• [Exercise passage]
__________________________________________________

Russia Watch Out: ‘Jack Ryan’ Rides Again

Boston Globe, 16 January 2014
By Mark Feeney

Does the name Jack Ryan sound familiar? He’s the super-CIA-guy hero of a bunch of best-selling techno-thrillers by the late Tom Clancy. Jack’s been the hero of four movies, all based on Clancy books: “The Hunt for Red October” (1990), played by Alec Baldwin; “Patriot Games” (1992) and “Clear and Present Danger” (1994), in both, played by Harrison Ford; and “The Sum of All Fears” (2002), with Ben Affleck doing the honors.

It’s been a dozen years since the last movie. So “Jack Ryan: Shadow Recruit” aims to be a series reboot. Chris Pine plays Jack. Pine is best known as Kirk in the two most recent “Star Trek” movies. The actor’s smoldery and swaggery (those lips, those eyebrows!), which, as Clancy readers know, Jack most certainly is not.

As it happens, “Jack Ryan: Shadow Recruit” isn’t adapted from any of the novels. In fact, it didn’t originate as a Jack Ryan story. Adam Cozad’s original script (he now shares writing credit with David Koepp) was called “Dubai.” Now it’s mostly set in Moscow, with stops along the way in London, Afghanistan, Washington, D.C., New York, and (sure, why not) Dearborn, Mich. Maybe all those alterations are why the movie feels so generic, in its high-gloss, big-budget way. “Jack Ryan” is slick, loud, assured, overplotted (way overplotted), fairly diverting, and pretty much empty.

__________________________________________________

• [Data supplied]
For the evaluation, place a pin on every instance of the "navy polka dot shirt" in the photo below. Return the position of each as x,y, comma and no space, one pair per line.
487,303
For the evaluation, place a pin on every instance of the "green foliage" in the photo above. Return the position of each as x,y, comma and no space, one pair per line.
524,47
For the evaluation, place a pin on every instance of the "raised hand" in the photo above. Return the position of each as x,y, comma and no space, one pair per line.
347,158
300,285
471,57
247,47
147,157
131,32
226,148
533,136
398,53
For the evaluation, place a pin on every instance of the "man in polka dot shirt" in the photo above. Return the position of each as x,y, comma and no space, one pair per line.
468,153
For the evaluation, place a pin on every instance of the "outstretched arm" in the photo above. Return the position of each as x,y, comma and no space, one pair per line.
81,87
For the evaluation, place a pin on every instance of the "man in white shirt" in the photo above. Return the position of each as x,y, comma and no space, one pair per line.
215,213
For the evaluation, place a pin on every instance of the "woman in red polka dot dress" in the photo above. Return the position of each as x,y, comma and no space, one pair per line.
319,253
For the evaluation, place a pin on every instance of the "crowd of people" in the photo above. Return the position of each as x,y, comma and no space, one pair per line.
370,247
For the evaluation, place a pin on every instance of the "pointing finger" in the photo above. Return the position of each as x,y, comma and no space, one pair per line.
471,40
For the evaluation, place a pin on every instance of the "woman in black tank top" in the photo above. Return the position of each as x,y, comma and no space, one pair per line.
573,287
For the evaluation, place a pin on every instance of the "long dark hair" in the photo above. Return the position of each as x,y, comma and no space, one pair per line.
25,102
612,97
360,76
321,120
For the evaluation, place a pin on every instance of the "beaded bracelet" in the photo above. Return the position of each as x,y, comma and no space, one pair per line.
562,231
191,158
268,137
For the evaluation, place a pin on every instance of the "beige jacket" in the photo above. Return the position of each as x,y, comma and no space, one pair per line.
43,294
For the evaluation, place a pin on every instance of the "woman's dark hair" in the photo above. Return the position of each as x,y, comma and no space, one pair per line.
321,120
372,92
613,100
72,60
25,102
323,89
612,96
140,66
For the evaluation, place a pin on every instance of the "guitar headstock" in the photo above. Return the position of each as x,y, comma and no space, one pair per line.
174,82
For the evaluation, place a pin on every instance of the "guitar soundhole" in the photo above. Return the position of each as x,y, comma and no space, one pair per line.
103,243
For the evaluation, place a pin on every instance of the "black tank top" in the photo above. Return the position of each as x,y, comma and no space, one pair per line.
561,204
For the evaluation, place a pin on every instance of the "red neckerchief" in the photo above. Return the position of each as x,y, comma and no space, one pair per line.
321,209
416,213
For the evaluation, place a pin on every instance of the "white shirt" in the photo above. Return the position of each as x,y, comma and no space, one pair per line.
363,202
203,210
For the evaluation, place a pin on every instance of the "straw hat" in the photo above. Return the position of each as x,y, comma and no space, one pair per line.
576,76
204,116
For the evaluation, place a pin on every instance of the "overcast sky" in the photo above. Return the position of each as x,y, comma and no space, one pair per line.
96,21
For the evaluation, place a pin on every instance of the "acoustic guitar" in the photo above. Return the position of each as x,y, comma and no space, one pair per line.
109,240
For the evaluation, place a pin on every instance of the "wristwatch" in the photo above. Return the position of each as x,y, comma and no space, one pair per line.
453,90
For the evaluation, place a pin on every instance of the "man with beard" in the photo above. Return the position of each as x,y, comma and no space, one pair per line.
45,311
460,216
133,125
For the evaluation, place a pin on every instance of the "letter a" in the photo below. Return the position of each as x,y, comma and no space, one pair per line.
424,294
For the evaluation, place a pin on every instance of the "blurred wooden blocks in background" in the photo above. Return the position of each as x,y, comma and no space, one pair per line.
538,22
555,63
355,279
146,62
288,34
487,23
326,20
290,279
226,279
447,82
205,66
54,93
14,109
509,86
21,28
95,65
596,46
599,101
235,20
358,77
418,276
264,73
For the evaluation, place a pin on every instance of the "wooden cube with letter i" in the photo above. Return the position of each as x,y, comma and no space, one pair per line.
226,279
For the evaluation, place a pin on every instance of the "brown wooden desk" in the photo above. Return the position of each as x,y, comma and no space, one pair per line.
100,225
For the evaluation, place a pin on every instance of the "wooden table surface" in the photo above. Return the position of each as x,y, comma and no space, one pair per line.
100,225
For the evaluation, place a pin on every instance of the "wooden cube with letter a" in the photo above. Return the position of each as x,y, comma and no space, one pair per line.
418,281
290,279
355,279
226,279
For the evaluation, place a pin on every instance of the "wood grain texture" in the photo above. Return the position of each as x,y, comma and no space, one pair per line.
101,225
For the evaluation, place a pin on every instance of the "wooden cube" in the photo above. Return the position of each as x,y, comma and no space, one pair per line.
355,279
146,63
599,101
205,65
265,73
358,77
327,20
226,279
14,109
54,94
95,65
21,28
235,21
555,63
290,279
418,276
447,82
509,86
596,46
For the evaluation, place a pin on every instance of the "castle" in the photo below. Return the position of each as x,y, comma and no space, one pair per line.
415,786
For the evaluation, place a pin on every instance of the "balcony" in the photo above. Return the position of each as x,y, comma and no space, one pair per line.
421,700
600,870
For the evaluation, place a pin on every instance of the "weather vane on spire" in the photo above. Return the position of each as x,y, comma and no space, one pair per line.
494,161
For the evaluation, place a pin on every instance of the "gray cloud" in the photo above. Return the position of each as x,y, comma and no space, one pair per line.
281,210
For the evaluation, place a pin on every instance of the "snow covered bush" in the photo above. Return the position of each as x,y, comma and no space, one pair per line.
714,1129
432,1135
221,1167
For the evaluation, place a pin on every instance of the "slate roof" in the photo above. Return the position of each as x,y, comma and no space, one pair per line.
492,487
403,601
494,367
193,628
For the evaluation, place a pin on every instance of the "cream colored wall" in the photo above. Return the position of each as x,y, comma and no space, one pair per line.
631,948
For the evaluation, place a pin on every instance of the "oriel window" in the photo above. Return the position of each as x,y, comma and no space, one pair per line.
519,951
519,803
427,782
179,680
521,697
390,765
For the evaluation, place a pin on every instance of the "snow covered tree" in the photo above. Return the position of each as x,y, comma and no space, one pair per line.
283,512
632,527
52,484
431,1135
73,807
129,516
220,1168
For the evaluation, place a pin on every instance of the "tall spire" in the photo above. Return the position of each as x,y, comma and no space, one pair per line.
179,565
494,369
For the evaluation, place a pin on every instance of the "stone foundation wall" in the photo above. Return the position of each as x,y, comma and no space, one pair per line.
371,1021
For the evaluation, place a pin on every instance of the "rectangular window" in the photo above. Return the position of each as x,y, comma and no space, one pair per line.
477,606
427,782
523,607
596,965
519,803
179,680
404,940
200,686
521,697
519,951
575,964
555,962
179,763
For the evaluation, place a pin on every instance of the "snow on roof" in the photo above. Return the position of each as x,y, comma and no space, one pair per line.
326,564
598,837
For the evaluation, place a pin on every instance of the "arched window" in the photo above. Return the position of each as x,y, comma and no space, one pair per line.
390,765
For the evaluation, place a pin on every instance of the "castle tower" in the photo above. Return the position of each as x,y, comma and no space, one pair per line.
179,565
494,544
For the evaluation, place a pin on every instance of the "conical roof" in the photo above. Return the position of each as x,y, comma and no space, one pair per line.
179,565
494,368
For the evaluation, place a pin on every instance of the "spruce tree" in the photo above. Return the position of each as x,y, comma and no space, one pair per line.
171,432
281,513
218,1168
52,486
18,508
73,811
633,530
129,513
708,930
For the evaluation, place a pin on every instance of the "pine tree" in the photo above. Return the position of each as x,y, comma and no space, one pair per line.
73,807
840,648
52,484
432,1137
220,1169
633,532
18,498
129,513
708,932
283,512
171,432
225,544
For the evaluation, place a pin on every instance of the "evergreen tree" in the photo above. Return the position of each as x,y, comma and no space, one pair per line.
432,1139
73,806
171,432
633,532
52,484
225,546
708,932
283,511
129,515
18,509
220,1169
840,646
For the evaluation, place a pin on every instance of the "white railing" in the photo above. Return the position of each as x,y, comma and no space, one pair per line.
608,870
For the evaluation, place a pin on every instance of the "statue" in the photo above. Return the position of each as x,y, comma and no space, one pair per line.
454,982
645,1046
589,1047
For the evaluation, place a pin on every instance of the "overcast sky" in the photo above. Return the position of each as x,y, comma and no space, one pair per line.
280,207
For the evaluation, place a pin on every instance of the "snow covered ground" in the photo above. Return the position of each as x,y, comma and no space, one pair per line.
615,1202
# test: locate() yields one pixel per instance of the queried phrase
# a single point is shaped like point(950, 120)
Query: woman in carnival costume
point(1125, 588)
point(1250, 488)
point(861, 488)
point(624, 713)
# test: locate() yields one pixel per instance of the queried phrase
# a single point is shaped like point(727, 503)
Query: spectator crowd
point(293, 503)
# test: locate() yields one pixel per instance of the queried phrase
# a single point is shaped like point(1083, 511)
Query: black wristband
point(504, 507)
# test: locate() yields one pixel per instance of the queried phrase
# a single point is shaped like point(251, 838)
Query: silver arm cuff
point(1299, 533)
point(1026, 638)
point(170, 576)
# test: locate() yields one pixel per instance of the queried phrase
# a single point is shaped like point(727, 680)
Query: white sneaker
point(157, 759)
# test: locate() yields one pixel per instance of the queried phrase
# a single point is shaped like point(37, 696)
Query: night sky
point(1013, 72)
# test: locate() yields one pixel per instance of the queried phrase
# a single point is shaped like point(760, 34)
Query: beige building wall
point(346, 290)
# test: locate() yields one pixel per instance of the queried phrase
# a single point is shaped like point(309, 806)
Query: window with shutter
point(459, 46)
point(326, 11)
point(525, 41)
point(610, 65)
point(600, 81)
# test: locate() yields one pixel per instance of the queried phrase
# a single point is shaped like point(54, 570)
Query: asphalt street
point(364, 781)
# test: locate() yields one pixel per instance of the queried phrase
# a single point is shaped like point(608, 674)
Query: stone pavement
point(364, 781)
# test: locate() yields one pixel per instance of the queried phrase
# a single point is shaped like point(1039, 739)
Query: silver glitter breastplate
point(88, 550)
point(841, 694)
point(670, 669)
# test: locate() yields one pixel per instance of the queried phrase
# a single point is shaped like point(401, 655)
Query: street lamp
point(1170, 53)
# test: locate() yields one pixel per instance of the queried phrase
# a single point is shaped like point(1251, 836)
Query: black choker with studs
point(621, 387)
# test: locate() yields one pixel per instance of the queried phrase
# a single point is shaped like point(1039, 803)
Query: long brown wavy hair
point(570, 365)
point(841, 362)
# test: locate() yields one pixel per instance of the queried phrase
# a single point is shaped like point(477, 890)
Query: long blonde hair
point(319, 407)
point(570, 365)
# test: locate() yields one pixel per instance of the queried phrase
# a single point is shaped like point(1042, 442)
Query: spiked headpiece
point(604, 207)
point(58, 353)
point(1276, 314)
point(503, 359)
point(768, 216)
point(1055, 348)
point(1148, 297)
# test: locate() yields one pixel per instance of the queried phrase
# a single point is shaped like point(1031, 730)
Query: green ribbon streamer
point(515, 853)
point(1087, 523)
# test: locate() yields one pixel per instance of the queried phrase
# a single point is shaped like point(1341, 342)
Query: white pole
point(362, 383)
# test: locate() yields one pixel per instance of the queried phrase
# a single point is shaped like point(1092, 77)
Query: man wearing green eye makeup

__________________________________________________

• [Exercise goal] Copy the part of the Jack Ryan review starting with "Does the name" and going on through "certainly is not.".

• [Task result]
Does the name Jack Ryan sound familiar? He’s the super-CIA-guy hero of a bunch of best-selling techno-thrillers by the late Tom Clancy. Jack’s been the hero of four movies, all based on Clancy books: “The Hunt for Red October” (1990), played by Alec Baldwin; “Patriot Games” (1992) and “Clear and Present Danger” (1994), in both, played by Harrison Ford; and “The Sum of All Fears” (2002), with Ben Affleck doing the honors.

It’s been a dozen years since the last movie. So “Jack Ryan: Shadow Recruit” aims to be a series reboot. Chris Pine plays Jack. Pine is best known as Kirk in the two most recent “Star Trek” movies. The actor’s smoldery and swaggery (those lips, those eyebrows!), which, as Clancy readers know, Jack most certainly is not.